## Exercise requirements
Reproduce word for word the passage of the article below on SME growth in Asia and e-commerce, from "For SME owners" to "in the region[5].".

Navigating 2017: Opportunities in Asia and E-commerce

How can SMEs boost their business growth in 2017? One way is to export to Asia Pacific countries, which are now ripe with trade opportunities. Another option is to embrace digital technology, such as e-commerce.

By Kim Garner, Managing Director, FedEx Express Australasia

Recently, the world has witnessed unexpected political events and economic turbulence. While there remains some uncertainty in the economic environment, with some adjustments to cope with the potential trade changes and currency rate fluctuations, there are still many opportunities for SMEs to explore and grow their businesses.

According to the International Trade Center, SMEs are the key drivers of world trade and economic growth[1]. And according to the World Bank, SMEs account for more than half of all formal jobs worldwide[2]. If small business owners adopt the right approach, SMEs can continue to boost the global economy in 2017 and beyond.

Asia Pacific Opportunities

For SME owners wondering where to start to grow their business, consider exporting to Asia Pacific. The export market is brimming with opportunities: Asia Pacific Economic Countries (APEC) represent 76.8 percent of Australia’s top export markets[3], for instance. Notably, based on a five-year trend, exports to China, Singapore, Malaysia, Indonesia, Vietnam and Thailand have increased. FedEx commissioned research reflects the same trend. Intra-regional exports are the driving force for strong export growth, particularly in Asia Pacific[4] along with the latest Asian Development Bank (ADB) findings, which show that intra-Asia trade now accounts for 57 percent of total trade in the region[5].

SMEs not already tapping into the Asia Pacific region should begin mapping out a market entry strategy. With ongoing free trade agreements (FTAs) with the Association of South East Asian Nations (ASEAN) and other Asia markets, barriers of entry are considerably lowered.

(Data items)
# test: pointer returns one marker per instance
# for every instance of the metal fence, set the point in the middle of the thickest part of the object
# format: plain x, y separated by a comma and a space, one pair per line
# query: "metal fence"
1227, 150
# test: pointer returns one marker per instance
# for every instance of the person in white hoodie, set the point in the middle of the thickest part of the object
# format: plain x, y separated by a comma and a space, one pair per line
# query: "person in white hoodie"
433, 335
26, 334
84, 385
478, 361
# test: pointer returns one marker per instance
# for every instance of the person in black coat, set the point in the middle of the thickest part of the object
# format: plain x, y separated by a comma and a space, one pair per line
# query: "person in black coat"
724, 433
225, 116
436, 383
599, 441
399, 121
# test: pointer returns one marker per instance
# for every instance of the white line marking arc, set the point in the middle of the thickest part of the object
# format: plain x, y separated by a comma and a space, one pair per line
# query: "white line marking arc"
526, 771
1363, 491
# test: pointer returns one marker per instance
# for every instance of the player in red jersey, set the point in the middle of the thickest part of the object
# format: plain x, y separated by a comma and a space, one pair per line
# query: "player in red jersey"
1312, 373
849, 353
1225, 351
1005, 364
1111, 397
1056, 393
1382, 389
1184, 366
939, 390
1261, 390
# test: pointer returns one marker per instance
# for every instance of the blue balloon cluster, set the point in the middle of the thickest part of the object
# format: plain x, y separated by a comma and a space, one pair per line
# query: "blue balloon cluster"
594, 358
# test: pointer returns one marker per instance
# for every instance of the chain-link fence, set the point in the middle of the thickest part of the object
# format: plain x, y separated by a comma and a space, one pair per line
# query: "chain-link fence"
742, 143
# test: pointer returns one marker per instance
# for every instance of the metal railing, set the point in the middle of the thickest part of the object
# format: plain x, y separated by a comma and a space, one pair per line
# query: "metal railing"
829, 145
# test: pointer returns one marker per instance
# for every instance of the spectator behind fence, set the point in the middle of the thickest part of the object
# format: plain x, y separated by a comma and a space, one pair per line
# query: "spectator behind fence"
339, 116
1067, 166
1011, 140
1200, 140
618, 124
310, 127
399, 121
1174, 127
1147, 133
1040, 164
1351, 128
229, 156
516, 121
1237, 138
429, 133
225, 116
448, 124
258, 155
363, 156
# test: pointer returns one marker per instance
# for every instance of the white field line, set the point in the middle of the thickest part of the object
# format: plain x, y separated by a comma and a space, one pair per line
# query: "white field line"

## Solution for this task
For SME owners wondering where to start to grow their business, consider exporting to Asia Pacific. The export market is brimming with opportunities: Asia Pacific Economic Countries (APEC) represent 76.8 percent of Australia’s top export markets[3], for instance. Notably, based on a five-year trend, exports to China, Singapore, Malaysia, Indonesia, Vietnam and Thailand have increased. FedEx commissioned research reflects the same trend. Intra-regional exports are the driving force for strong export growth, particularly in Asia Pacific[4] along with the latest Asian Development Bank (ADB) findings, which show that intra-Asia trade now accounts for 57 percent of total trade in the region[5].